>> Begin

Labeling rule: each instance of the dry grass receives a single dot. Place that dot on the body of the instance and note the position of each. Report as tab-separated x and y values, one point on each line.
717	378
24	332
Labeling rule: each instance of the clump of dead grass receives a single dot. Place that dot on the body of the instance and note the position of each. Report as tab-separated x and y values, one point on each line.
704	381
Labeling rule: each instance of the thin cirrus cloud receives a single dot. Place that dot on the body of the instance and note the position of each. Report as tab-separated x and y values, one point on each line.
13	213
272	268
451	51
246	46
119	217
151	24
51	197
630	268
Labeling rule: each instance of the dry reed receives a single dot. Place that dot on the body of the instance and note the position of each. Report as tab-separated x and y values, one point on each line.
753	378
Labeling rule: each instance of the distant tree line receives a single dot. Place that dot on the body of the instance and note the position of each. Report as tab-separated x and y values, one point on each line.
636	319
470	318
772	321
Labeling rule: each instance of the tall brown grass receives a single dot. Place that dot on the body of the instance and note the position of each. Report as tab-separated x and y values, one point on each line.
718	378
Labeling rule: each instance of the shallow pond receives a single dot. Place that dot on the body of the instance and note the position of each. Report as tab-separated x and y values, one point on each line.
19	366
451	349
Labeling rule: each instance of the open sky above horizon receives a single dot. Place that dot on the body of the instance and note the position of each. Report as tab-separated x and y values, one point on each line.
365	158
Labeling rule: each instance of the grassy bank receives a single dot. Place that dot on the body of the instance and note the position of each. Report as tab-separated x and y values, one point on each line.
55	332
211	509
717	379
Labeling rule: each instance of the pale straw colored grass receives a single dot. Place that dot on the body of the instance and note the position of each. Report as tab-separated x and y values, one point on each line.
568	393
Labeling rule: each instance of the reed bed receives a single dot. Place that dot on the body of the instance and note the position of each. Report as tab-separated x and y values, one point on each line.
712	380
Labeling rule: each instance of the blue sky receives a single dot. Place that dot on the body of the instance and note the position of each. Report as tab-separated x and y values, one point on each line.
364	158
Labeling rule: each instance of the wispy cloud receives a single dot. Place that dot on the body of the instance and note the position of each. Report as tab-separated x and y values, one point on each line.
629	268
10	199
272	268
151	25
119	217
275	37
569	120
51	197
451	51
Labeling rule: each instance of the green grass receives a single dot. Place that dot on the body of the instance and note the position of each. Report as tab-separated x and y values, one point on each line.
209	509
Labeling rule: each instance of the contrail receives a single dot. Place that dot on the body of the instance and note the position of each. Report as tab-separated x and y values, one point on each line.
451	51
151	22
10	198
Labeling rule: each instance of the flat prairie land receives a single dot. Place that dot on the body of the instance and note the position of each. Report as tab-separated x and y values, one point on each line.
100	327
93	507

>> End

**Requirement**: Every entry in the listing must be retyped exactly.

**Full output**:
Labeling rule: each instance of the dry grass receives a single dot. Place that dot on the body of the instance and note the position of each. Report as tab-separated x and y values, one point on each line.
717	378
24	332
Labeling rule: each instance of the clump of dead grass receives a single dot. Place that dot on the body of the instance and note the position of each. Report as tab-separated x and y values, one point on each line.
704	381
Labeling rule: each instance of the thin cirrus cloud receives a single dot. Place that dot on the body of the instance and note the position of each. Report as tab-separated x and y values, one point on each line.
13	213
272	268
451	51
246	46
119	217
151	24
51	197
630	268
Labeling rule: each instance of the dry reed receives a single dot. Place that dot on the body of the instance and note the position of each. Report as tab-separated x and y values, one point on each line.
753	378
Labeling rule: each instance of the distant tree line receives a single dot. Place that dot on the body of the instance and note the position of each. Report as tab-separated x and y values, one point on each line.
636	319
470	318
772	321
Labeling rule: each instance of the tall brown grass receives a single dot. Place that dot on the body of the instance and note the position of each. Report as tab-separated x and y values, one point on each line.
718	378
Labeling rule: each instance of the shallow pond receives a single dot. Place that dot on the body of the instance and note the position of each. Report as tab-separated x and y values, one point on each line.
19	366
451	349
Labeling rule: each instance of the open sky above horizon receives a single dot. Place that dot on the body of the instance and note the position of each. Report as tab-separated x and y values, one point on each line.
365	158
Labeling rule: each instance of the grassy bank receives a single dot. Place that dot on the body of the instance and note the position of each. Report as tab-separated x and y values, one point on each line.
55	332
211	509
717	379
Labeling rule: each instance of the pale straw colored grass receives a single dot. Place that dot on the body of the instance and note the position of each. Report as tab-separated x and y values, one point on each line.
568	393
Labeling rule: each instance of the reed bed receives a single dot. Place that dot on the body of the instance and note the position of each. Report as tab-separated x and y values, one point on each line.
712	380
Labeling rule: each instance of the blue sky receives a single dot. Place that dot on the body of the instance and note the position of each. Report as tab-separated x and y values, one point on each line.
364	158
Labeling rule: each instance of the wispy cloud receives a single dot. Place that dot on the body of the instance and note the position of each. Report as tab-separated x and y values, one point on each line.
629	268
10	199
272	268
151	25
119	217
275	37
569	120
51	197
451	51
Labeling rule: each instance of the green grass receives a single dot. Place that dot on the body of the instance and note the position of each. Report as tab-separated x and y values, one point on each line.
209	509
Labeling rule: each instance of the contrail receives a single dot. Place that dot on the body of the instance and note the position of each. Report as tab-separated x and y values, one point on each line.
451	51
151	22
10	198
Labeling rule: each instance of the flat prairie land receives a single dot. Place that dot on the body of the instance and note the position of each. Report as tab-separated x and y values, one point on each line.
100	327
93	507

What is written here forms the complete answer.